------ EXTRAIT DE PAGE ------

Cette enquête de l’inspecteur Valverde donnera-t-elle lieu à une série d’albums ? C’est très souhaitable car on a affaire à une BD de qualité et à un personnage qu’on ne demande qu’à retrouver dans d’autres aventures. En guise d’introduction, Thomas Lavachery, l’auteur de cette histoire, en situe le décor et l’action. Nous sommes en 1933, sur l’île de Pâques, île isolée en plein Océan Pacifique, appartenant au Chili depuis 1888 bien que située à 3700 kilomètres de ses côtes. À cette époque-là, nous apprend l’auteur de la BD, c’est une compagnie anglaise qui loue une grande partie du territoire de l’île pour y pratiquer l’élevage de moutons. Les autochtones, eux, ont été parqués dans un enclos. En novembre 1933, cependant, Anthony Wilcox, l’un des deux administrateurs de la compagnie anglaise, a été retrouvé sauvagement assassiné, ce qui motive l’arrivée sur place de l’inspecteur Valverde, mandaté par le président chilien en personne.
Cet inspecteur Valverde est l’une des bonnes surprises de l’album tant il est atypique. L’homme est replet, grassouillet même, transporte dans ses bagages un flacon de laudanum (dont il se sert d’ailleurs au cours de son enquête d’une manière assez retorse), adore les chats (il se lie aussitôt avec l’un d’eux) et joue admirablement du violon (comme Sherlock Holmes) ! Lorsqu’il arrive sur l’île de Pâques, il est aussitôt confronté aux réalités de ce territoire : d’abord parce qu’il est rejoint sur l’eau par des Pascuans (les autochtones) portant des figures sculptées de démons grimaçants ; ensuite parce que celui qui l’attend sur le rivage, le gouverneur Valdès, ne tarde pas à exprimer son mépris pour les indigènes. De plus, selon le gouverneur, Valverde s’est déplacé pour rien, le coupable du crime, un autochtone du nom de Napoléon Riroroko, ayant été arrêté et ayant passé aux aveux.
Evidemment, comme on peut le présumer, Valverde n’entend pas se plier aux injonctions de Valdès. En vérité, plus tard, lorsque l’inspecteur visite le présumé coupable, il découvre un homme souffrant de troubles psychiques au point qu’il se prend pour un oiseau. Pour Valverde, l’enquête ne fait que commencer, une enquête qui l’amène à faire la connaissance de bien d’autres habitants de l’île : le docteur, selon qui le meurtre est lié à une vengeance ; Edmunds, l’autre administrateur de la compagnie anglaise, homme irascible et violent, et sa femme qui prétend que Wilcox était un homme bon, aimé de tous, au point qu’on l’avait surnommé « caballero bueno » ; le prêtre de l’île (qui, lors d’une célébration de funérailles, voue le défunt aux enfers parce qu’il avait renoué avec les coutumes païennes) ; Mrs Burnett, une archéologue avenante, amante du docteur, volontiers conseillère et guide de Valverde.

------ DONNÉES PRÉSENTÉES ------

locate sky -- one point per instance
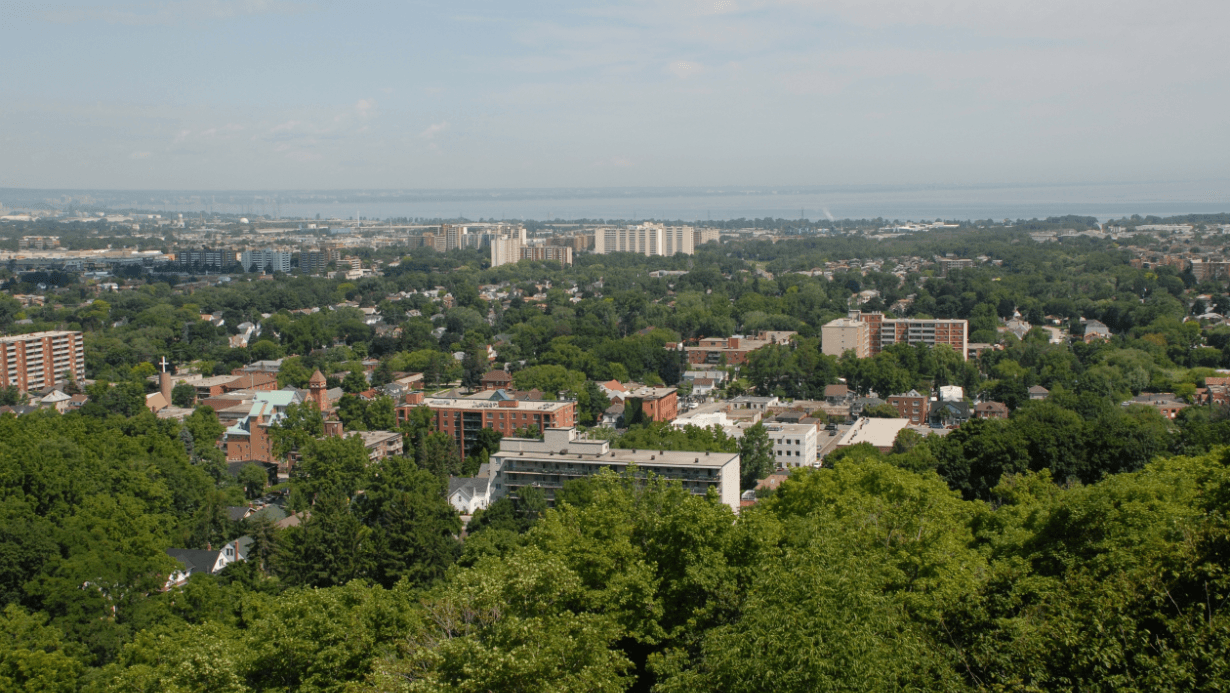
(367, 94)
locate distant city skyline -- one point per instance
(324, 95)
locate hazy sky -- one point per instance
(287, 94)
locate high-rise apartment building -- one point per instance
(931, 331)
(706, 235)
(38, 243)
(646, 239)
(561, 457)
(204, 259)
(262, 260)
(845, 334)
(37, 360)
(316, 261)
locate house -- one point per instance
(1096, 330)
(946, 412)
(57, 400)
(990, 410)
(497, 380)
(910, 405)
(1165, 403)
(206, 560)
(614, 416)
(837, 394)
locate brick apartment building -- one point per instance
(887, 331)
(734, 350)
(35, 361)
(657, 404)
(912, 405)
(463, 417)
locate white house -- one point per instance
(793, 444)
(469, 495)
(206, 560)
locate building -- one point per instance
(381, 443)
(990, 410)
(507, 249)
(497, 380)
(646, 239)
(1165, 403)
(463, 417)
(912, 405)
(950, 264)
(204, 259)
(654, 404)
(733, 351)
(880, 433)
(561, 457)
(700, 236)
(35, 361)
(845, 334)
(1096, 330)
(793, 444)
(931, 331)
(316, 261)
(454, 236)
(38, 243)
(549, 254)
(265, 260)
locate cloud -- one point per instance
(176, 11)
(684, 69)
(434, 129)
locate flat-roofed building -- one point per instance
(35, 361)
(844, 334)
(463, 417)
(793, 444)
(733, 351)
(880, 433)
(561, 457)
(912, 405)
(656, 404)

------
------ DONNÉES PRÉSENTÉES ------

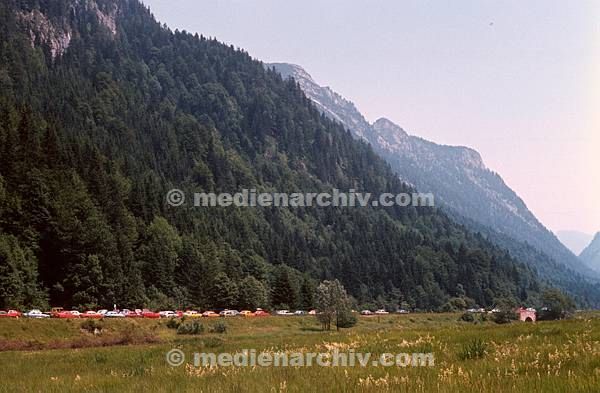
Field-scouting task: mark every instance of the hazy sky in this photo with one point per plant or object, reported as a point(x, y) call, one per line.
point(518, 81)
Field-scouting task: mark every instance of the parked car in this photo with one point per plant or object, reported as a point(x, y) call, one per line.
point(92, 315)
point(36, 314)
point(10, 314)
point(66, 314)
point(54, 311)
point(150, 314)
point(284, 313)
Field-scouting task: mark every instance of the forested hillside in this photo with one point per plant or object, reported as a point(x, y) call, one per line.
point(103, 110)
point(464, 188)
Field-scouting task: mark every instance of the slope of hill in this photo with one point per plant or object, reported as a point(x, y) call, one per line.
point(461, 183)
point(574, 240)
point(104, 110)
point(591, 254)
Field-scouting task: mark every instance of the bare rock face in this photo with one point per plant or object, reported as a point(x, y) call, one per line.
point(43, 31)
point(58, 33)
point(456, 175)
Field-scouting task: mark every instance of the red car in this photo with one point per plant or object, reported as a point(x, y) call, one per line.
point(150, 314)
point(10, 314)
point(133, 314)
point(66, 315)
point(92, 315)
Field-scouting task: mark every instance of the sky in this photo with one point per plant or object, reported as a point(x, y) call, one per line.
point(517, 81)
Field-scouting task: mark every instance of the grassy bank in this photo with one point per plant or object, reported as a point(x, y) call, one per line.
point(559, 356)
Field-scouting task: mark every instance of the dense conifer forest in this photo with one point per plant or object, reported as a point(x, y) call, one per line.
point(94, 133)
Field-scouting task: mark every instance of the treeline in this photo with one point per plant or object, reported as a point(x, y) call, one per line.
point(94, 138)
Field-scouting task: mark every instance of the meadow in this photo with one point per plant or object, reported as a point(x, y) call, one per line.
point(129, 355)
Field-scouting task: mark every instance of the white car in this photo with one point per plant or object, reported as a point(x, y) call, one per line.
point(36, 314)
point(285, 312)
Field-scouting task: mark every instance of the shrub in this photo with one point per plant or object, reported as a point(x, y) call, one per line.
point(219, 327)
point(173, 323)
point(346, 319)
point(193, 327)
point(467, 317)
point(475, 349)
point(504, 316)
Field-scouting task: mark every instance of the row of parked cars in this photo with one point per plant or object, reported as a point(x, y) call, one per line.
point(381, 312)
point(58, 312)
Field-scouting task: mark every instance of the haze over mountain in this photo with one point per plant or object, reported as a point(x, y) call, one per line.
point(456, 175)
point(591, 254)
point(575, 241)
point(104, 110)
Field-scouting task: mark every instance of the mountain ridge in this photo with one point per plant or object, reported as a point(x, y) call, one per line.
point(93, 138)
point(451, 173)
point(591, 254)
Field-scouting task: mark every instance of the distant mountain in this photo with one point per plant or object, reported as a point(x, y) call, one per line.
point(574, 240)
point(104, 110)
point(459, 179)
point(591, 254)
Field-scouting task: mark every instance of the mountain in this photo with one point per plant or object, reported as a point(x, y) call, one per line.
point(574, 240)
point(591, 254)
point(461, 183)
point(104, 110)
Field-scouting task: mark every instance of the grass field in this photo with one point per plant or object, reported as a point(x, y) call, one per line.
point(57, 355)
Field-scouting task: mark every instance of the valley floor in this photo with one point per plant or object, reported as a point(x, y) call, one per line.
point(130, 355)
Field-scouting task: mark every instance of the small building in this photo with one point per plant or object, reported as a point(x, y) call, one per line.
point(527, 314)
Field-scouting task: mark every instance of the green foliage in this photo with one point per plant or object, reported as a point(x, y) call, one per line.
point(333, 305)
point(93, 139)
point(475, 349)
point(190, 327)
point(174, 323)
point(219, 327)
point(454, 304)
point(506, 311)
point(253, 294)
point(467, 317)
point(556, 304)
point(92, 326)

------
------ DONNÉES PRÉSENTÉES ------

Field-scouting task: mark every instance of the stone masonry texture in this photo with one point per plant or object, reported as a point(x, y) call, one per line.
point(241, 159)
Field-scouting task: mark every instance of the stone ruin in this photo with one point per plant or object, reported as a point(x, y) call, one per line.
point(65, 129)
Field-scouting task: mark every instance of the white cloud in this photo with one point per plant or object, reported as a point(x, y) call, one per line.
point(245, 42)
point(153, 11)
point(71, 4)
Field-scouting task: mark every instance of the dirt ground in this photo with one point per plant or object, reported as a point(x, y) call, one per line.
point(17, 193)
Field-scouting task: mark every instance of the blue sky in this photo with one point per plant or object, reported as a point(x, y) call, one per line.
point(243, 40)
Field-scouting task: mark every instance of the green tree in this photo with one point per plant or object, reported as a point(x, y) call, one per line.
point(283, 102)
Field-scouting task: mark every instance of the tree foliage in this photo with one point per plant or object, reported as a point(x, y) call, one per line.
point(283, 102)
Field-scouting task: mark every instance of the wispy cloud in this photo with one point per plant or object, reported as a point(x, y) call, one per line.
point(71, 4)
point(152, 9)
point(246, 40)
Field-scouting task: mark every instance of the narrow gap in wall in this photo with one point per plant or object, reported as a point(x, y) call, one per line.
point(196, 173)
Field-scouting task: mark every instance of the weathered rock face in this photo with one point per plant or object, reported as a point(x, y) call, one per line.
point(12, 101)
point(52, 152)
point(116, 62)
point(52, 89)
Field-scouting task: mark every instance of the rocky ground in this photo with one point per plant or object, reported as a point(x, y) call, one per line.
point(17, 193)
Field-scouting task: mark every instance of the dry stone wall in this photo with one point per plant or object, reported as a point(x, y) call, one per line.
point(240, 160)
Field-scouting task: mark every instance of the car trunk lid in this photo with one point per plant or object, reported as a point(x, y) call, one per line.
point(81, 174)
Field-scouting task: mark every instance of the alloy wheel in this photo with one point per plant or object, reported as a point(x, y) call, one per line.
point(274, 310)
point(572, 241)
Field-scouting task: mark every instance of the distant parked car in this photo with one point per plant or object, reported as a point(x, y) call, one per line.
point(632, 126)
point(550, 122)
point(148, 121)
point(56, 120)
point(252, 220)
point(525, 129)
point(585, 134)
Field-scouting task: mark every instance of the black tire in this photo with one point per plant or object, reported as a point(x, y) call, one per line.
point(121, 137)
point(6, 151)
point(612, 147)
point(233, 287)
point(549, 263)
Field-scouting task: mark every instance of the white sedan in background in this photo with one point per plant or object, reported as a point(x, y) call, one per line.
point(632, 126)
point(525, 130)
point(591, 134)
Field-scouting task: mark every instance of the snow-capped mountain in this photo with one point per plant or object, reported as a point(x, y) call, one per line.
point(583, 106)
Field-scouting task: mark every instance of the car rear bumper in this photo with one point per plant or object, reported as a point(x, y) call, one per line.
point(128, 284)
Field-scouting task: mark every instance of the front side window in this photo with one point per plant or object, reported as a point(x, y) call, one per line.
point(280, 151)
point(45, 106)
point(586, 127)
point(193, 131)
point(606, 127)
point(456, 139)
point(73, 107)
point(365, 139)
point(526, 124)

------

Poursuivez le compte rendu de la bande dessinée sur l'inspecteur Valverde à la suite de sa dernière phrase.

## RÉPONSE ATTENDUE:
Mais il est d’autres habitants de l’île que l’inspecteur est amené à rencontrer, ceux qui sont exclus, méprisés par les colons au point d’être parqués dans un enclos, contraints de travailler pour la compagnie anglaise qui les exploite sans scrupules, les Pascuans et, parmi eux, ceux qui sont les exclus des exclus, les lépreux à qui ordre est donné de rester à l’écart de tous les autres. Or, et c’est un des points forts de cette histoire, c’est d’eux, de ces parias que surgit la vérité sur ce qui s’est passé, sur la raison pour laquelle Anthony Wilcox a été assassiné. La scène la plus forte, la plus bouleversante de l’album, survient quand, par un concours de circonstances, une nuit, alors qu’il pleut et que, du fait d’une chute, il s’est fait une entorse, Valverde est contraint de trouver refuge à la léproserie. Découvrant les visages rongés, les doigts et les membres amputés des malades, l’inspecteur non seulement ne recule pas mais, apprenant que les lépreux possèdent un violon, il se met à en jouer. Les lépreux, alors, se mettent à danser. Là où il n’y avait que misère et tristesse, Valverde introduit, pour un moment, de la joie et, quand il les quitte, alors que les lépreux lui demandent s’il a eu peur, il répond joyeusement que non, « un policier n’a peur de rien » !
L’enquête se poursuit, passionnante de bout en bout, et trouve une résolution qui n’a rien de banal, une résolution qui met à nu la personnalité réelle de celui qu’on surnommait « caballero bueno », une résolution qui n’est pas sans rapport avec les coutumes ancestrales des Pascuans, ce peuple méprisé par les colons.
Les qualités de l’album méritent bien des éloges. Thomas Gilbert, le dessinateur, a magnifiquement su tirer parti des décors et des paysages de l’île et pas seulement des « moaï », les fameuses statues géantes qui en ont fait la renommée. Quant à Thomas Lavachery, le scénariste, s’il nous apprend, en annexe, qu’il s’est inspiré de l’histoire de son grand-père, Henri Lavachery, qui séjourna à l’île de Pâques en 1934, il n’en reste pas moins qu’en créant le personnage de Valverde et bien d’autres personnages de l’album et en créant une intrigue, certes fondée sur des faits réels mais non moins originale et menée à perfection, il a fait œuvre d’un grand raconteur d’histoire.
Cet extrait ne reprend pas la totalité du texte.